Kallala (Migration)
[2019] AATA 5993
•19 August 2019
Kallala (Migration) [2019] AATA 5993 (19 August 2019)
DECISION RECORD
DIVISION:Migration & Refugee Division
APPLICANT: Mr Vivek Kumar Reddy Kallala
CASE NUMBER: 1832846
HOME AFFAIRS REFERENCE(S): BCC2018/3737651
MEMBER:D. Triaca
DATE:19 August 2019
PLACE OF DECISION: Melbourne
DECISION:The Tribunal affirms the decision to cancel the applicant’s Class TU visa.
Statement made on 19 August 2019 at 5:30pm
CATCHWORDS
MIGRATION – cancellation – Student (Temporary) (Class TU) visa – Subclass 573 Higher Education Sector – Information Technology – Commercial Cookery – not enrolled in registered course for 11 months – enrolment cancelled – unsatisfactory attendance – language difficulties – financial difficulties – illness in family – emotional issues – lack of academic progress – failed to take steps to remedy situation –decision under review affirmed
LEGISLATION
Migration Act 1958 (Cth), s 116
Migration Regulations 1994 (Cth), Schedule 8, Condition 8202
CASES
Boettcher v Driscoll (2014) SASC 86
de Angelis v de Angelis [2003] VSC 432
Dimic v Djekovic (2014) NSWSC 1502
Paduano v Minister for Immigration and Multicultural and Indigenous Affairs (2005) 143 FCR 204STATEMENT OF DECISION AND REASONS
APPLICATION FOR REVIEW
This is an application for review of a decision dated 1 November 2018 made by a delegate of the Minister for Home Affairs to cancel the applicant’s Subclass 573 Higher Education Sector visa under s.116(1)(b) of the Migration Act 1958 (the Act).
The delegate cancelled the visa on the basis that had not been enrolled in a registered course of study since 27 April 2018. The issue in the present case is whether that ground for cancellation is made out, and if so, whether the visa should be cancelled.
The applicant appeared before the Tribunal on 14 August 2019 to give evidence and present arguments.
The applicant was represented in relation to the review by his registered migration agent who made submissions on behalf of the applicant.
For the following reasons, the Tribunal has concluded that the decision to cancel the applicant’s visa should be affirmed.
CONSIDERATION OF CLAIMS AND EVIDENCE
The issue in the present case is whether the applicant, as the holder of a student visa, has breached condition 8202 of Schedule 8 to the Migration Regulations 1994 (the Regulations). If the applicant has breached that condition, under s.116(1) of the Act, the visa may be cancelled.
Did the applicant comply with Condition 8202?

___

> _Task brief_: Please copy the decision record from "The delegate cancelled" up to and including "should be cancelled.", substituting "accredited course of study" for "registered course of study".

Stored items
___

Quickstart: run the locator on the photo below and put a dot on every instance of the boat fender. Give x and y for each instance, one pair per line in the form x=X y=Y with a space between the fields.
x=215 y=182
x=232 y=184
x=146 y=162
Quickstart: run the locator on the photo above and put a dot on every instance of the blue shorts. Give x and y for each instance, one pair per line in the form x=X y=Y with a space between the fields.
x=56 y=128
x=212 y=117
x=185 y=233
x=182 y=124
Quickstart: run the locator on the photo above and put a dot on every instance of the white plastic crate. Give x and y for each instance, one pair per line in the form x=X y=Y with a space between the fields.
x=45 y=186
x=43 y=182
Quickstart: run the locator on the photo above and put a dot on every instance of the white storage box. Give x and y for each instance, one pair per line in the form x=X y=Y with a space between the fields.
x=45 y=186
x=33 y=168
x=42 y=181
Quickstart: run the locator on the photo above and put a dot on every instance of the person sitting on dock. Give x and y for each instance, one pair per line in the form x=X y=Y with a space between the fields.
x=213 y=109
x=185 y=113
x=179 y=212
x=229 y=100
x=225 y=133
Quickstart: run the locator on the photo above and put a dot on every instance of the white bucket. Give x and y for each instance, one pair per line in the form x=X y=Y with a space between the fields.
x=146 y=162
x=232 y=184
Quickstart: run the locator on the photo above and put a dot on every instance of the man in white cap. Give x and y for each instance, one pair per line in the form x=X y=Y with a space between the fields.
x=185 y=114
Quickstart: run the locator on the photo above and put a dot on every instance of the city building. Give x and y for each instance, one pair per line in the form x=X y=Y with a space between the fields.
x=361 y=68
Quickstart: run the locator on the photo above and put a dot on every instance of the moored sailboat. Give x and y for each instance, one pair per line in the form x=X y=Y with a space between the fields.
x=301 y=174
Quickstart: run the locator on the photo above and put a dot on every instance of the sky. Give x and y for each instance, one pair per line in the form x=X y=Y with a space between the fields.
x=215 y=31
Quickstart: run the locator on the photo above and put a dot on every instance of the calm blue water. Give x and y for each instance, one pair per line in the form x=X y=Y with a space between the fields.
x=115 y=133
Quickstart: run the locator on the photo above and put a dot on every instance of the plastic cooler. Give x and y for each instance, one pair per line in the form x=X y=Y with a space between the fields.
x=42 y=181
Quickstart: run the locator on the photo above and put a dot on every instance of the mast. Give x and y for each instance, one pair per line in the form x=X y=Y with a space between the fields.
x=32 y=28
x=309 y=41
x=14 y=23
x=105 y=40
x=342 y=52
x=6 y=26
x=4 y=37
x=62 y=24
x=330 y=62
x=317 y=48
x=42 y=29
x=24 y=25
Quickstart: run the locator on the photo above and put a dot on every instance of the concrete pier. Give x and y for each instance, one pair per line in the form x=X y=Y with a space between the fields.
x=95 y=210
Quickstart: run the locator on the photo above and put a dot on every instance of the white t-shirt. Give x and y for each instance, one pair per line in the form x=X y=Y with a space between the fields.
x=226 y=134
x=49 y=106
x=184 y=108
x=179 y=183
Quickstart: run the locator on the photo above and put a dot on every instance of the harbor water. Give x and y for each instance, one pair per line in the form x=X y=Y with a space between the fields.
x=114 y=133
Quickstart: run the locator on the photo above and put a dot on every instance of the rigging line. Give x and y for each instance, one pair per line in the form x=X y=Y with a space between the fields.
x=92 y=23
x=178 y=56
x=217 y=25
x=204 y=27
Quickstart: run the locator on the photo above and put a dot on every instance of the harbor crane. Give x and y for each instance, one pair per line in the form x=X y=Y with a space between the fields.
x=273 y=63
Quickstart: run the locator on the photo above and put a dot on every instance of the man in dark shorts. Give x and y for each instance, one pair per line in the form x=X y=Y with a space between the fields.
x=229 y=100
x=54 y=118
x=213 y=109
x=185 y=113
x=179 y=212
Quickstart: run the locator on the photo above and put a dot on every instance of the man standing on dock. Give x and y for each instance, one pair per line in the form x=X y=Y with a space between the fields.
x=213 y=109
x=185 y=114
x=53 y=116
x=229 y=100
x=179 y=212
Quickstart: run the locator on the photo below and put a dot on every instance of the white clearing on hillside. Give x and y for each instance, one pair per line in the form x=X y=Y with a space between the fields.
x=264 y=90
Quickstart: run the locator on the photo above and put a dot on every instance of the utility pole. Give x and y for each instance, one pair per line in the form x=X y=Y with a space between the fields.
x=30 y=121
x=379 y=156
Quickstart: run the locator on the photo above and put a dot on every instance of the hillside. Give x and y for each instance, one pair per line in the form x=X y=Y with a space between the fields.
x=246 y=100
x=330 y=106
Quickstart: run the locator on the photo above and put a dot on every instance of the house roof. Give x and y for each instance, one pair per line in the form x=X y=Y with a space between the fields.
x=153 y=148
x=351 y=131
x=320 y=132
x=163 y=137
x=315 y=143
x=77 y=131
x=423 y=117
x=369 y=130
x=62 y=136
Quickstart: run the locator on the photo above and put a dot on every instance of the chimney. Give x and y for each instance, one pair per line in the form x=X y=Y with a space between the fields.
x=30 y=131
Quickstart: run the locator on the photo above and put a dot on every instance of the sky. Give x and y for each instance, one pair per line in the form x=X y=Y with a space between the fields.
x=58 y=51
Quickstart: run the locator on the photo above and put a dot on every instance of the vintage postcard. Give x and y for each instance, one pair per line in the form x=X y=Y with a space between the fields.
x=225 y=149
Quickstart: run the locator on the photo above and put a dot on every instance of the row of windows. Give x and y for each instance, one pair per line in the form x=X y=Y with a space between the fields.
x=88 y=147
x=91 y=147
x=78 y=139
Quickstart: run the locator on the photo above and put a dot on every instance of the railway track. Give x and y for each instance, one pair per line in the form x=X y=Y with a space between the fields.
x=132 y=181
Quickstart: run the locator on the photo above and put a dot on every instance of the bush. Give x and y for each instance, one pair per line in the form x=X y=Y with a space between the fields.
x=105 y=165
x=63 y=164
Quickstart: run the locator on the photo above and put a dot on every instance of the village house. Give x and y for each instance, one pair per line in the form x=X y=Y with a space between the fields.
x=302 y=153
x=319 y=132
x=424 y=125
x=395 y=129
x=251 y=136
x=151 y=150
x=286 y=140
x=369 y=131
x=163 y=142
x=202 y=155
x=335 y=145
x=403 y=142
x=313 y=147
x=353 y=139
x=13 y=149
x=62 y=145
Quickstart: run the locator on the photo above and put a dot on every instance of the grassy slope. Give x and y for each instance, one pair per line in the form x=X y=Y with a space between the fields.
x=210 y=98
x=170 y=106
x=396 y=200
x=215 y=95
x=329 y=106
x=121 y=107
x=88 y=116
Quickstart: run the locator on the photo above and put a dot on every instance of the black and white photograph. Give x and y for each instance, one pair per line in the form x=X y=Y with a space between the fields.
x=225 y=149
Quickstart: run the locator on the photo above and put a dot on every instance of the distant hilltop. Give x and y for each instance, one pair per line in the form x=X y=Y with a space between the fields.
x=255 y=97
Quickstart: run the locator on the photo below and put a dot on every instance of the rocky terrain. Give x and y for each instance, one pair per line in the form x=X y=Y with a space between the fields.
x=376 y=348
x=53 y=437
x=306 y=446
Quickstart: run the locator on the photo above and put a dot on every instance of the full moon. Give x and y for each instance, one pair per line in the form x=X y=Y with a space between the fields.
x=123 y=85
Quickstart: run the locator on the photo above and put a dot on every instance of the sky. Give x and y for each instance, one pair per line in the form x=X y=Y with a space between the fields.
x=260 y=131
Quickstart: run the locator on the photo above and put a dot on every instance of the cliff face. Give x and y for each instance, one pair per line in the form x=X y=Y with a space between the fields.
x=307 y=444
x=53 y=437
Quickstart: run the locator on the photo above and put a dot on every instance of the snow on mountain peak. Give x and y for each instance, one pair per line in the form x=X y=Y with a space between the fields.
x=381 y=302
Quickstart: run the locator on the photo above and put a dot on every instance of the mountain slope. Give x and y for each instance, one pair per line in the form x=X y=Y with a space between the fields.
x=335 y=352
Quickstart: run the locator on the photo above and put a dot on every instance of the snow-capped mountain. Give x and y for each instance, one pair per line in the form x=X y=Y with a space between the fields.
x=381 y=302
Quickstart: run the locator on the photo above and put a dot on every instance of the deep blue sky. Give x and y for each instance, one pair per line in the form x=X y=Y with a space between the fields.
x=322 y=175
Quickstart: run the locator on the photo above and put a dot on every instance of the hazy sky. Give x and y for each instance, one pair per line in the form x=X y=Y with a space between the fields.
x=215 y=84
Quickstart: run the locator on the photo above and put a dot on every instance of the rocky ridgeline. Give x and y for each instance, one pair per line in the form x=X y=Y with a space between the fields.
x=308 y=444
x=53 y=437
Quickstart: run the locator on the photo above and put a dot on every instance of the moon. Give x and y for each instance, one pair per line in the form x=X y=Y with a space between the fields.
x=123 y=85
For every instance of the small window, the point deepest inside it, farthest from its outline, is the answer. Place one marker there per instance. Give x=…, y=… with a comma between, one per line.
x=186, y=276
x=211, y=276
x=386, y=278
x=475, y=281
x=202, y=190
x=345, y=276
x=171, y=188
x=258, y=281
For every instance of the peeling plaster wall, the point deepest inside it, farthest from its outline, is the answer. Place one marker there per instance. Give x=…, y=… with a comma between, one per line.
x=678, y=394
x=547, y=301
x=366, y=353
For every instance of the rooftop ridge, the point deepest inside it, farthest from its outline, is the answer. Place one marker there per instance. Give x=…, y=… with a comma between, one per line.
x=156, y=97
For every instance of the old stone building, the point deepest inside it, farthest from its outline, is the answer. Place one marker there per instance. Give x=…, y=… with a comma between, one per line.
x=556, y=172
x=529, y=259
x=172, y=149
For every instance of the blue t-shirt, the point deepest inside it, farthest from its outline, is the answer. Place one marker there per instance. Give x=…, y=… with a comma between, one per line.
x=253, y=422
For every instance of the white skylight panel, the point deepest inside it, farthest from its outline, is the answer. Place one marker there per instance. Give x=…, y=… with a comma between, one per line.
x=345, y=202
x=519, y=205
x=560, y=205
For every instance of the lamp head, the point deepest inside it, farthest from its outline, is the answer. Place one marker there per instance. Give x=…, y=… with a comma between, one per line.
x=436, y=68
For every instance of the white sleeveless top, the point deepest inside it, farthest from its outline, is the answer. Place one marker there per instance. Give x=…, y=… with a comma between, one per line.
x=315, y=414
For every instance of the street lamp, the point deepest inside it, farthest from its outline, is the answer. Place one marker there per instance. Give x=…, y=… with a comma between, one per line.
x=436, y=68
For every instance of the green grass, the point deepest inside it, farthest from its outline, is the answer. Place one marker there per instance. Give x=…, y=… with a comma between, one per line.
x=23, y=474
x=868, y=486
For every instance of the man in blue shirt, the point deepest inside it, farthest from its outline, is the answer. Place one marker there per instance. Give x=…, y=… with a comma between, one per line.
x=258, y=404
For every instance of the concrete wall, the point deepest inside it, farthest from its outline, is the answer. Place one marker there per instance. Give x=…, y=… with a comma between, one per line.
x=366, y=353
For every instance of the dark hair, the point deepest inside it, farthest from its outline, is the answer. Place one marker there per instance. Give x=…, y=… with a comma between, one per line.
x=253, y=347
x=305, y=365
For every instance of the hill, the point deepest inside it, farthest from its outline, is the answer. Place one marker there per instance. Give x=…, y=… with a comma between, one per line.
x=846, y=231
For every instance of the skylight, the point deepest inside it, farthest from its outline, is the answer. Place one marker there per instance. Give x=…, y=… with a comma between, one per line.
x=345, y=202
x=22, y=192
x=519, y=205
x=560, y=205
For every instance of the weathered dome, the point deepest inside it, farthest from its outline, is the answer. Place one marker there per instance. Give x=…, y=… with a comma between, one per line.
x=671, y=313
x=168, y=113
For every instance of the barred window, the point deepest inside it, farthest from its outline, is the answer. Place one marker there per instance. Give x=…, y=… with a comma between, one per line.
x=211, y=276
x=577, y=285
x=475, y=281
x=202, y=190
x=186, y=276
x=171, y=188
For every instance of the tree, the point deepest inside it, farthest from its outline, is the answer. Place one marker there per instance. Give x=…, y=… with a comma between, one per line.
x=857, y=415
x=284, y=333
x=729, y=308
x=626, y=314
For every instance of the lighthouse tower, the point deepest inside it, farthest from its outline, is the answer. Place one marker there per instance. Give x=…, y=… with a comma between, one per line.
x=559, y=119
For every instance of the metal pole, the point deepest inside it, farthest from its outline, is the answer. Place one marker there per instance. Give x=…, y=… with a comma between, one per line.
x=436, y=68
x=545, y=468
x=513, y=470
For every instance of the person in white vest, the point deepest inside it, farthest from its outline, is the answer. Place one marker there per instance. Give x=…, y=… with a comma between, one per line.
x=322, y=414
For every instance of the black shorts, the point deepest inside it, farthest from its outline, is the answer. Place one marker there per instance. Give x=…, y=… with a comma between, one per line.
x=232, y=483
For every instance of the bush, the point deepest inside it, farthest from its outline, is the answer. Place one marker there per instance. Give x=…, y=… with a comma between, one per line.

___

> _Written reply_:
The delegate cancelled the visa on the basis that had not been enrolled in a accredited course of study since 27 April 2018. The issue in the present case is whether that ground for cancellation is made out, and if so, whether the visa should be cancelled.